## SET EXERCISE
Please output the records below in full, exactly as given, but without the images.
******
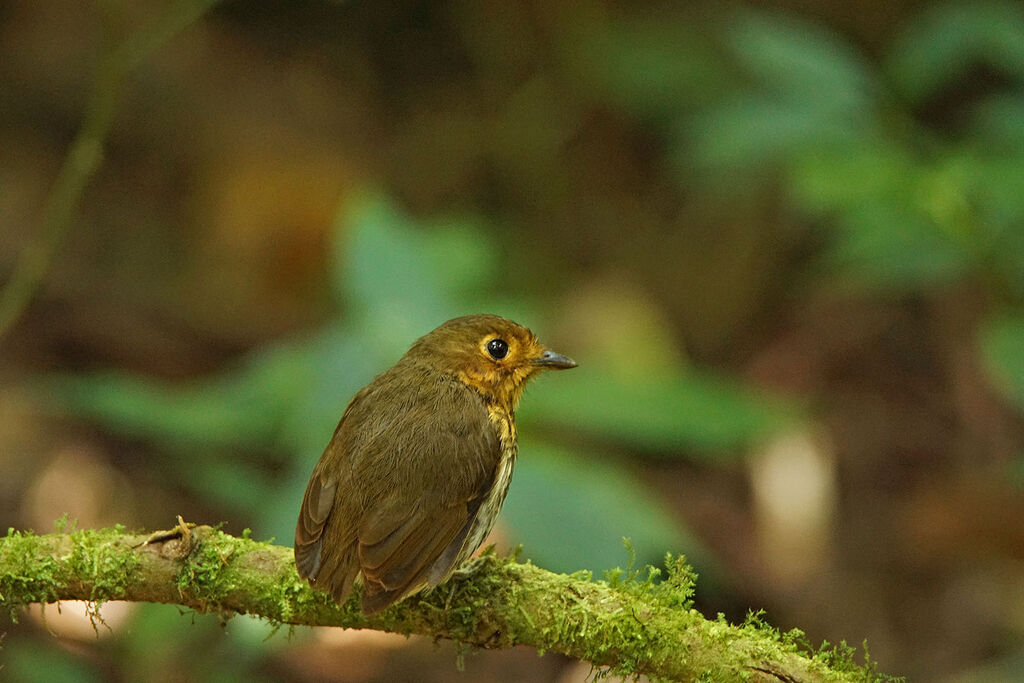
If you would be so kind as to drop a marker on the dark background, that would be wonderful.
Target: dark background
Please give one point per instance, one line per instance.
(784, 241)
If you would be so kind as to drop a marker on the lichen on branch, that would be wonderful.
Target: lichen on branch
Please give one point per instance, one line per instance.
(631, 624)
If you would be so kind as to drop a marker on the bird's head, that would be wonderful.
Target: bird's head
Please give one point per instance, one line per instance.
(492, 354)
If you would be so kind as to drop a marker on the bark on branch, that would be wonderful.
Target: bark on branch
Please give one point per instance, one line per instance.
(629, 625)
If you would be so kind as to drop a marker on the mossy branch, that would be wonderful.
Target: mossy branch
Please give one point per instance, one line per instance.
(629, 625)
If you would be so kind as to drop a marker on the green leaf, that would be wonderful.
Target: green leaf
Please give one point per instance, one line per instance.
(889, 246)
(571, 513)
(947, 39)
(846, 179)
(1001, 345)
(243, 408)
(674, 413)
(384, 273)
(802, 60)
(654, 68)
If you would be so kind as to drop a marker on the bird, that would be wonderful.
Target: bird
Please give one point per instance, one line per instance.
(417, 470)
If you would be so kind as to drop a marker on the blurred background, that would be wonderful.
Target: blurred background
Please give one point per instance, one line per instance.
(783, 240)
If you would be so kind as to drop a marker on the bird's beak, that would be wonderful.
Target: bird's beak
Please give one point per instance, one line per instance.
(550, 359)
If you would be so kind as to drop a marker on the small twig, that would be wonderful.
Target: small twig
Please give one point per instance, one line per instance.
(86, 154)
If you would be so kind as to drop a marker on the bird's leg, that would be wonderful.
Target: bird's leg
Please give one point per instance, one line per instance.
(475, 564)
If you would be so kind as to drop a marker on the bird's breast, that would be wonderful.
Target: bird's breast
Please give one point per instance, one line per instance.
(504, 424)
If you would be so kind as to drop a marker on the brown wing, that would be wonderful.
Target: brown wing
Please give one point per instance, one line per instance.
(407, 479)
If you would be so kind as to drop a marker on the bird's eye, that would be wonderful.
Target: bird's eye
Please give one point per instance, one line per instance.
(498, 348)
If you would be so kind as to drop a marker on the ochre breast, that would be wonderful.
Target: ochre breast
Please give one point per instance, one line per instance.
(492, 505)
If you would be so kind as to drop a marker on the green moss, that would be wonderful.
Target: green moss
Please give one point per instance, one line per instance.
******
## EXPECTED OUTPUT
If you would be so kind as to drop a marker on the dark background, that would be wonderful.
Target: dark background
Please give one point per instance, one line per instance.
(784, 241)
If you would be so kind as to drop a marker on the lichen on branch, that would be wonderful.
Target: lichen on branch
Please give one point per instance, one line per instance.
(631, 624)
If you would be so kind as to drop a marker on the bird's head, that would be wonderful.
Target: bird's head
Please give one point per instance, one line per instance.
(492, 354)
If you would be so kind as to drop a marker on the bark on branch, that would be wonderful.
Target: bark on branch
Please give one point per instance, one line per instance.
(629, 625)
If you would be so kind as to drop a marker on the mossy branch, that would be wonderful.
Target: mossy branch
Please give one point per instance, one line per instance.
(629, 625)
If you would be so kind as to drop a marker on the green leaf, that would be wonderful.
Target: green leaf
Please give one point per instance, one line per instance.
(889, 246)
(571, 513)
(947, 39)
(846, 179)
(1001, 345)
(243, 408)
(674, 413)
(384, 273)
(802, 60)
(654, 68)
If you would be so kind as to drop a marker on the bird, that would be wonderful.
Target: bird
Please give one point per instance, one line per instance.
(417, 470)
If you would be so kind as to drop a marker on the blurred background, that would be wonderful.
Target: blurred background
Please give one point per instance, one line per instance.
(783, 240)
If you would be so kind as to drop a marker on the bird's beak, that would be wonderful.
Target: bird's beak
Please give one point per instance, one line per instance.
(550, 359)
If you would be so kind as to drop a marker on the small twig, that would be wonderful.
Target: small twig
Please give one point per instance, one line per instance.
(86, 154)
If you would be so kind as to drop a marker on the bird's leg, that would be wonderful.
Target: bird's leg
Please give one point per instance, one line per instance.
(475, 564)
If you would be so kind as to drop a marker on the bird's breast, that would be wonderful.
Target: bird's breast
Please give one point per instance, one line per instance.
(504, 424)
If you would be so kind as to drop a marker on the brown wing, that would be wonderful.
Target: brown wing
Please give one point per instance, one line per instance.
(407, 479)
If you would be so kind as to drop a marker on the bird's eye, that would be wonderful.
Target: bird's eye
Please give one point per instance, one line per instance.
(498, 348)
If you would be so kind as to drop a marker on the ochre breast, that would be wonderful.
Target: ochre breast
Please give one point per instance, one line per instance.
(492, 505)
If you would be so kind as to drop a marker on the green moss, that would be wonderful.
Target: green moss
Please give one point per instance, one line per instance.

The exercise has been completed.